▶ **Problem details**: Copy out every line of the records that contains the word "driveway", where case counts.

________________

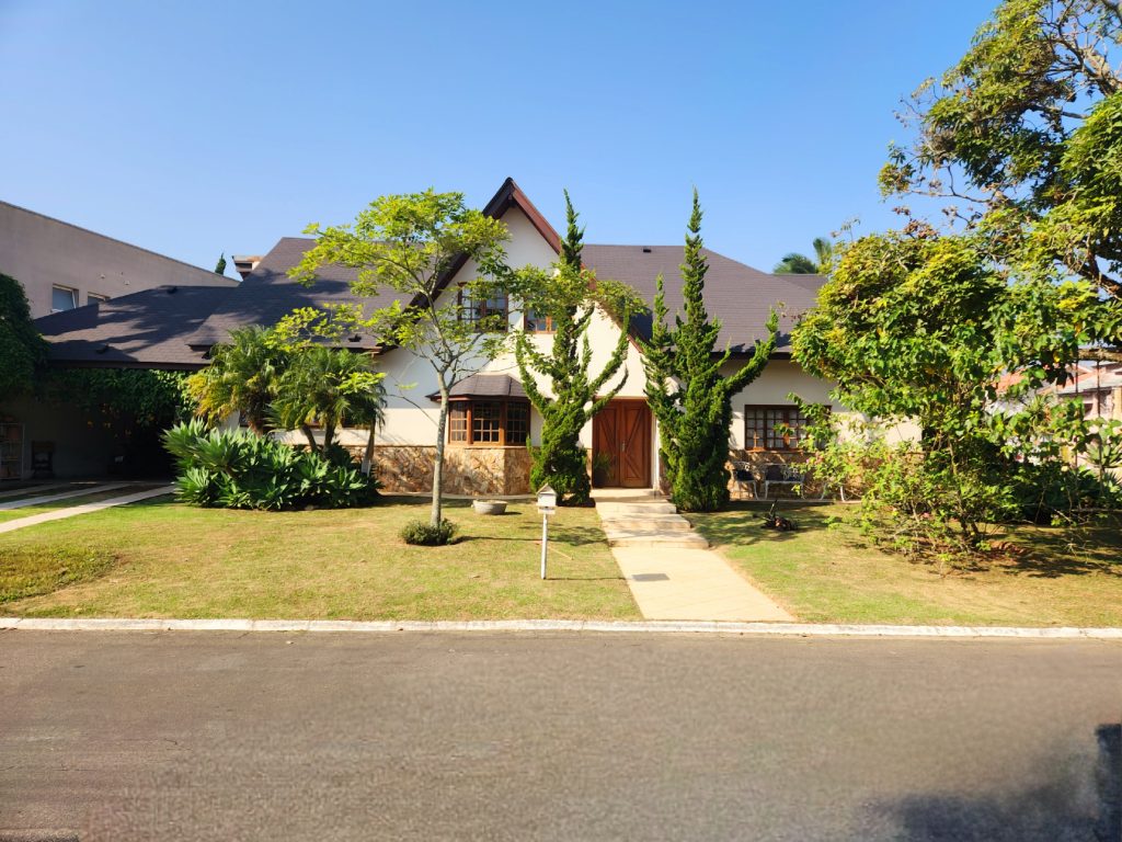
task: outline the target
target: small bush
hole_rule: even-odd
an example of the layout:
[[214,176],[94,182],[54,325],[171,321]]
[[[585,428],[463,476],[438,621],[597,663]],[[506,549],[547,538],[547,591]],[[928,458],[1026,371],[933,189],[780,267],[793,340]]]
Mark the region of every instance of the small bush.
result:
[[191,421],[168,430],[164,446],[178,465],[177,496],[191,505],[347,509],[378,496],[378,481],[364,476],[349,457],[324,458],[242,430],[208,431]]
[[420,547],[443,547],[456,539],[456,524],[442,520],[439,527],[429,521],[410,521],[402,527],[402,540]]

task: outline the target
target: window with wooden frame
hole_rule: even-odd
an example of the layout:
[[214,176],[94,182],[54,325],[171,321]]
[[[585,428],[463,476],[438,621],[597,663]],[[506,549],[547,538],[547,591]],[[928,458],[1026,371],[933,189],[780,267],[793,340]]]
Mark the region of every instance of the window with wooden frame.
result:
[[526,332],[527,333],[552,333],[553,332],[553,317],[541,314],[539,315],[533,310],[526,310]]
[[478,447],[515,447],[530,440],[530,404],[525,401],[453,401],[448,412],[448,442]]
[[746,450],[799,450],[807,437],[807,417],[798,406],[746,404],[744,448]]
[[507,330],[508,305],[506,293],[487,299],[477,299],[470,291],[460,287],[460,321],[476,324],[479,330],[505,333]]
[[61,313],[77,306],[77,290],[70,286],[50,287],[50,312]]

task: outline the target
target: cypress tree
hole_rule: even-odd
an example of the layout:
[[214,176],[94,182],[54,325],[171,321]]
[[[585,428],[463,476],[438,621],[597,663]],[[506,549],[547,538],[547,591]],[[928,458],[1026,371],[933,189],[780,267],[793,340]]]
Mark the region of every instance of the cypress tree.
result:
[[[577,226],[577,212],[565,191],[568,228],[561,244],[561,256],[552,272],[524,269],[523,295],[535,317],[553,321],[553,347],[546,355],[539,350],[525,332],[515,340],[515,359],[523,388],[542,415],[542,443],[533,450],[530,482],[534,488],[549,483],[558,493],[561,505],[581,505],[591,495],[588,456],[580,443],[581,429],[615,397],[627,379],[605,393],[600,391],[623,368],[627,356],[627,290],[616,282],[597,281],[581,267],[583,229]],[[598,375],[592,377],[592,349],[588,329],[597,304],[622,321],[619,339]],[[537,387],[533,374],[550,382],[546,395]]]
[[646,396],[659,420],[659,452],[670,496],[687,512],[711,512],[728,503],[728,430],[733,395],[760,376],[775,350],[779,320],[772,312],[769,337],[756,342],[752,357],[729,376],[721,367],[732,353],[715,351],[720,320],[705,308],[709,269],[701,240],[701,205],[693,191],[693,211],[681,266],[684,319],[666,322],[662,277],[657,280],[651,340],[643,342]]

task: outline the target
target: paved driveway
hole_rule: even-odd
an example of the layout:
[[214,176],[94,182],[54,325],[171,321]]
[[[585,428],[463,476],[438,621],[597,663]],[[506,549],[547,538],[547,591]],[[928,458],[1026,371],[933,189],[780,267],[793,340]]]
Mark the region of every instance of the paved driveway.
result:
[[0,829],[1116,841],[1120,716],[1103,642],[10,631]]

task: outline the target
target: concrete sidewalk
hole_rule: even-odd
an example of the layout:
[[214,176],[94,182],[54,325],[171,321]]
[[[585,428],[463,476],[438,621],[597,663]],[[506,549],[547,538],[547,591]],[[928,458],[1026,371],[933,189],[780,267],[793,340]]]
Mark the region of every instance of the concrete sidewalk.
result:
[[8,503],[0,503],[0,512],[9,512],[15,509],[28,509],[29,506],[40,506],[46,503],[55,503],[59,500],[70,500],[71,497],[89,497],[91,494],[117,491],[118,488],[126,488],[129,485],[131,485],[131,483],[104,483],[101,485],[88,485],[83,487],[71,486],[66,491],[57,492],[55,494],[37,494],[34,497],[20,497],[19,500],[13,500]]
[[794,620],[714,550],[613,547],[611,555],[647,620]]
[[[102,488],[102,491],[105,491],[105,488]],[[174,485],[162,485],[158,488],[147,488],[146,491],[135,492],[132,494],[125,494],[120,497],[99,500],[96,503],[84,503],[77,506],[67,506],[66,509],[57,509],[54,512],[33,514],[29,518],[18,518],[17,520],[8,521],[7,523],[0,523],[0,532],[12,532],[17,529],[24,529],[24,527],[34,527],[37,523],[46,523],[47,521],[58,521],[65,518],[74,518],[80,514],[89,514],[90,512],[100,512],[102,509],[112,509],[113,506],[122,506],[128,503],[136,503],[141,500],[149,500],[150,497],[163,497],[164,495],[172,494],[174,492],[175,492]]]
[[611,555],[646,620],[794,620],[708,549],[664,497],[620,489],[592,496]]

________________

▶ **Problem solution**:
target: paved driveway
Mark the region of every instance of the paved driveway.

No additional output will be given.